• EXERCÍCIO
Transcreva fielmente o trecho do texto «Mist» compreendido entre "Desde o momento" e "que nos rodeia.", ambos inclusive.

• TEXTO
----

Mist

A falta de concentração é uma das maiores patologias do nosso século.

Desde o momento em que a atenção se tornou numa preciosa moeda de troca para as multinacionais, o seu poder sedutor tem vindo a aperfeiçoar cada vez mais as técnicas que, gradualmente, esvaziam qualquer ação ou intenções pessoais. Uma das ferramentas mais eficazmente utilizada para captar a nossa atenção é o caos: imagens após imagens, vídeos silenciados que sucedem a vídeos com som, e qualquer outro tipo de informação não solicitada  é-nos rapidamente servido, com o principal objetivo de criar confusão.

Num cenário tão intempestivo, criar imagens que contenham significado e que sejam capazes de o manter é uma raridade.
E, se nesta extrema produção de símbolos desperdiçados, não formos capazes de relembrar o que outrora caracterizou o nosso ambiente?

O trabalho de Andreia Santana revela uma forma diferente de interpretar o mundo que nos rodeia.

Através da sua contínua investigação e prática artística incidindo sobre as histórias de alienação e agenciamento em arqueologia – iniciada por William Corliss -, e através da recolha de uma grande variedade de material de arquivo de diferentes períodos históricos, esta compilação denuncia os modos típicos de organização laboral em arqueologia – que conduziram à invisibilidade das contribuições dos trabalhadores de campo e, consequentemente, a objetos esquecidos.

O poder destes objetos reside no seu estatuto inclassificado. Neste caso, foram recolhidos mas nunca equiparados ao estatuto museológico de artefactos e, subsequentemente, negligenciados ao longo do tempo. São objetos, desenhos arqueológicos, descrições de campo, relatórios de escavadores ou, até mesmo, inscrições desconhecidas ou não identificáveis, e símbolos provenientes de diferentes períodos históricos.

----

• DADOS FORNECIDOS
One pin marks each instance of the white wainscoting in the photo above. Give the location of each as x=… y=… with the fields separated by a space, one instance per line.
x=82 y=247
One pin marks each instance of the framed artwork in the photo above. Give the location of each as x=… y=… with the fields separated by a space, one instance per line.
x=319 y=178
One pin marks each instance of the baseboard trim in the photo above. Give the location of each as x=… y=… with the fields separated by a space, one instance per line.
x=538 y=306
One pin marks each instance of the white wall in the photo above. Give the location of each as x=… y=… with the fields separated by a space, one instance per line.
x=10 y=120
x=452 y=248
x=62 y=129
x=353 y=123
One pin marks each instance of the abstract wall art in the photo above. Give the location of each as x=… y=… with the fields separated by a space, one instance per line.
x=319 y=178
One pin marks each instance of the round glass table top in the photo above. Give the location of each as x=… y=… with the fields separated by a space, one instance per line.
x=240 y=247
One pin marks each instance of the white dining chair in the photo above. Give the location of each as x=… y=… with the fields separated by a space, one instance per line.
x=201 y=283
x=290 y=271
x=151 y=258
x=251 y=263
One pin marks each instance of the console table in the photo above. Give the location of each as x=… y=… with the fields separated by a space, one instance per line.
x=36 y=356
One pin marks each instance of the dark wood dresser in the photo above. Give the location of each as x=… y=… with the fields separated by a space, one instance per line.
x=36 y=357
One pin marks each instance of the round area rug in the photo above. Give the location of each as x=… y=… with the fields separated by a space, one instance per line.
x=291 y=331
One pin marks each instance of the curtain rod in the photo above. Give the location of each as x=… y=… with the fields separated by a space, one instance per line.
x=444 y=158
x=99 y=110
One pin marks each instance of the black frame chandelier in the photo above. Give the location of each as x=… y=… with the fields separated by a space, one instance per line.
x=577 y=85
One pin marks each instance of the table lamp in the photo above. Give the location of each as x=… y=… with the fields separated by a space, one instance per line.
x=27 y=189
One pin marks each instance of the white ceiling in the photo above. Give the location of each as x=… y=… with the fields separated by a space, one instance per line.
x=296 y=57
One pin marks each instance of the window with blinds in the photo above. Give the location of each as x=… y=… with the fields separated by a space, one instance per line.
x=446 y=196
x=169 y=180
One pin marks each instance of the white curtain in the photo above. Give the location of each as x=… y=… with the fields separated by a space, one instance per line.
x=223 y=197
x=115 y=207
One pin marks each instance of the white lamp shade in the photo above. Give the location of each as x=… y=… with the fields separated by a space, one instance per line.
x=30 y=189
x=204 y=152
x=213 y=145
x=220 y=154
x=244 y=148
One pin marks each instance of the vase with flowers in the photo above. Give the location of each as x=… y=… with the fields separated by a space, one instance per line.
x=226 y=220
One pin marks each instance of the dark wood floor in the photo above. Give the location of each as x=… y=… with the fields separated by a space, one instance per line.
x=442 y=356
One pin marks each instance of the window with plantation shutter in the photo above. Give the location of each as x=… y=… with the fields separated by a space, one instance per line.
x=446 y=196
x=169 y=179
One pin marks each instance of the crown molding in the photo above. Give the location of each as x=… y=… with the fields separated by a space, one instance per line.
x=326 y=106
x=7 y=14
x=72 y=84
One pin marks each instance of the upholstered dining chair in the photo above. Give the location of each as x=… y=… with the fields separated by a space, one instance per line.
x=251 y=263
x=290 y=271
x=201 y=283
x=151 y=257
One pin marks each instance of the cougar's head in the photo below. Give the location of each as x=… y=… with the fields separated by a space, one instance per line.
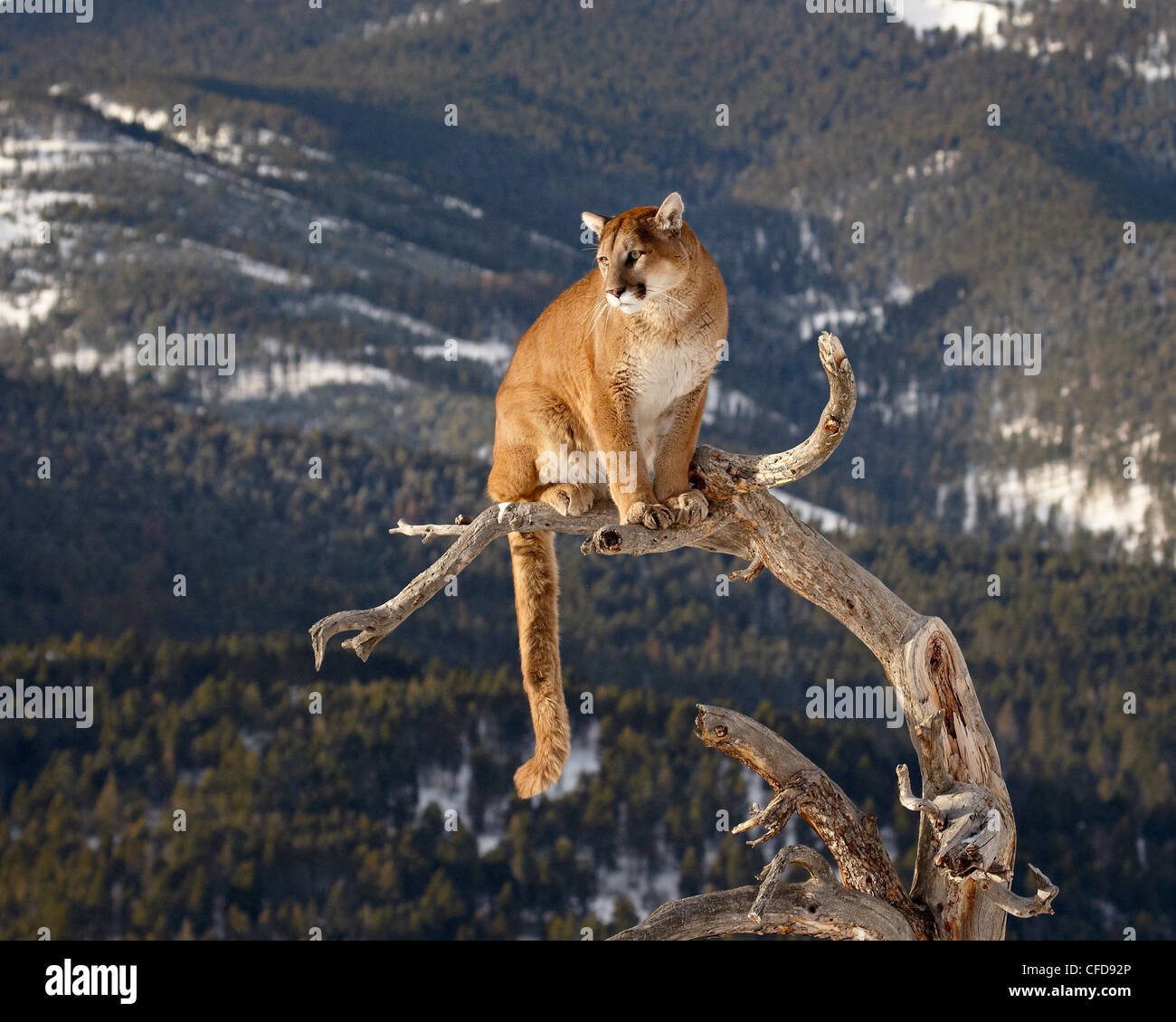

----

• RESULTADO DO EXERCÍCIO
Desde o momento em que a atenção se tornou numa preciosa moeda de troca para as multinacionais, o seu poder sedutor tem vindo a aperfeiçoar cada vez mais as técnicas que, gradualmente, esvaziam qualquer ação ou intenções pessoais. Uma das ferramentas mais eficazmente utilizada para captar a nossa atenção é o caos: imagens após imagens, vídeos silenciados que sucedem a vídeos com som, e qualquer outro tipo de informação não solicitada  é-nos rapidamente servido, com o principal objetivo de criar confusão.

Num cenário tão intempestivo, criar imagens que contenham significado e que sejam capazes de o manter é uma raridade.
E, se nesta extrema produção de símbolos desperdiçados, não formos capazes de relembrar o que outrora caracterizou o nosso ambiente?

O trabalho de Andreia Santana revela uma forma diferente de interpretar o mundo que nos rodeia.